- **Your task**
Reproduce the portion of the text below on men's friendships that falls between "Many typical guy" and "to perpetuate this stereotype.", inclusive.

Face time, then, is replaced with screen time, as we find it increasingly adequate to keep in touch through Facebook or Twitter or the occasional Google chat. Why schedule a dinner with an old college buddy to see what he’s up to, after all, when you can simply read about it on his Facebook page?

All of it is an unfortunate byproduct of adulthood: Part of becoming a man, it can seem, is relinquishing your older, heterogenous relationships.

But it doesn’t mean we stop craving it.

There’s a certain aura surrounding guy time, surrounding the man cave. Maybe it’s that women make us nervous. Maybe it takes us back to childhood and the carefree days of youth.

Or maybe it’s simply comfort — the fact that the occasional break from the opposite sex allows men to relax, loosen their belts a bit and devolve, at least temporarily, back to their primitive ways.

“The main reason that a lot of guys like to do that kind of stuff is to turn off their filters,” says Alex Kaplan, a Kansas City native now a senior year at the University of Oklahoma. “I’ve always said whatever I want, whenever I want. (But) I’ve noticed that a lot of guys are more sensitive when girls are around. They want to be around just guys so they can crack the sexist jokes and turn off their filters.”

As a result, it should come as no surprise that the perception exists that, because of the activities around which men’s interactions can center on, we lack the ability to bond in any kind of a meaningful or intimate way.

Many typical guy activities, says R.A. Richards, who co-authored “The Tiger Woods Syndrome: Why Men Prowl and How to Not Become the Prey,” are what he terms “side-to-side” interactions. When women get together, he says, they tend to meet in more face-to-face settings: a table at Starbuck’s or over lunch at a restaurant.

When men get together, on the other hand, it’s often centered around an event or activity. They’re in the stands at a football game or sidled up next to each other in the infield of a local softball field.

There is a memorable scene midway through the 2005 film “40-Year-Old Virgin” that seems to perpetuate this stereotype.

- **Information**
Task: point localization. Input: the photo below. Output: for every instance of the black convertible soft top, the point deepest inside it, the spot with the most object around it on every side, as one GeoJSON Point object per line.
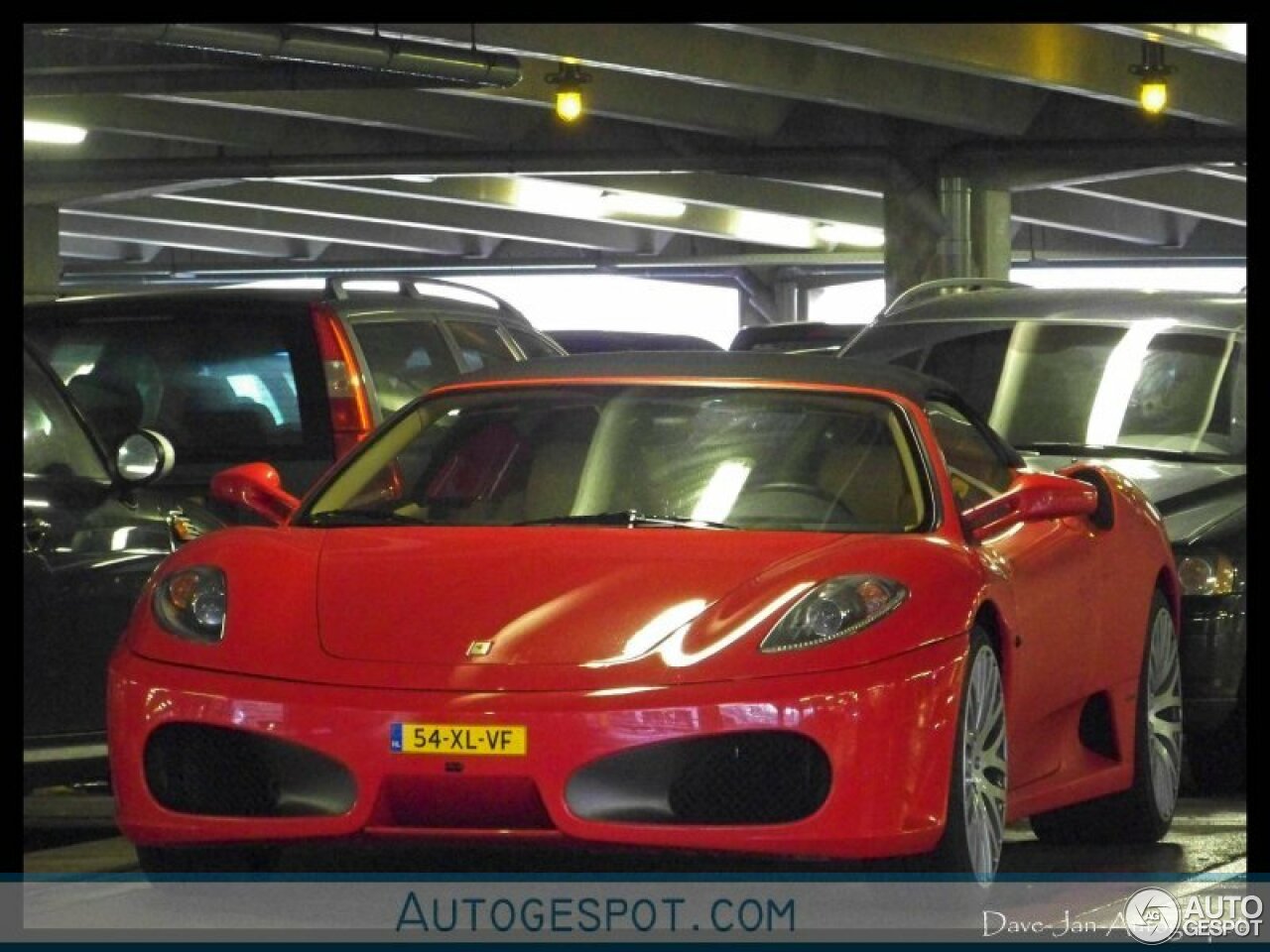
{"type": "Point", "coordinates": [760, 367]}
...
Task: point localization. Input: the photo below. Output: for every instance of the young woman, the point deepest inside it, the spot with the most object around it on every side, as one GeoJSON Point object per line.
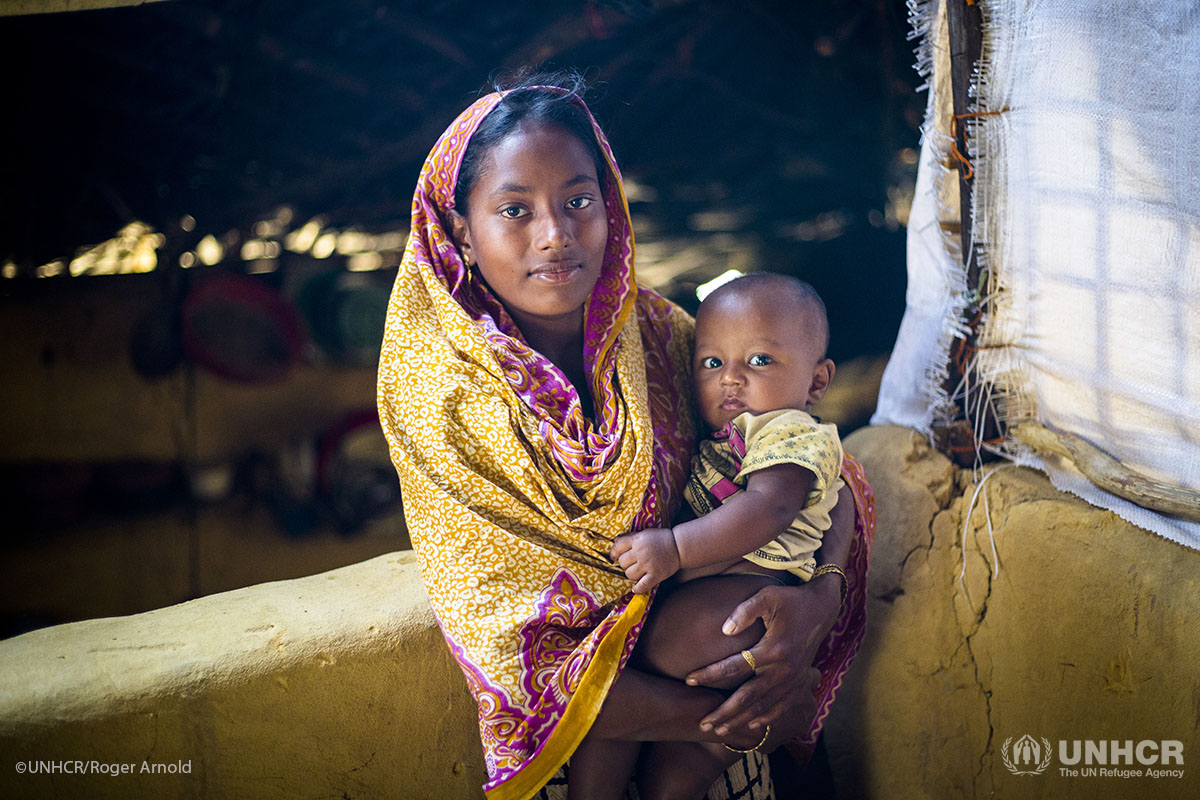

- **Task solution**
Many typical guy activities, says R.A. Richards, who co-authored “The Tiger Woods Syndrome: Why Men Prowl and How to Not Become the Prey,” are what he terms “side-to-side” interactions. When women get together, he says, they tend to meet in more face-to-face settings: a table at Starbuck’s or over lunch at a restaurant.

When men get together, on the other hand, it’s often centered around an event or activity. They’re in the stands at a football game or sidled up next to each other in the infield of a local softball field.

There is a memorable scene midway through the 2005 film “40-Year-Old Virgin” that seems to perpetuate this stereotype.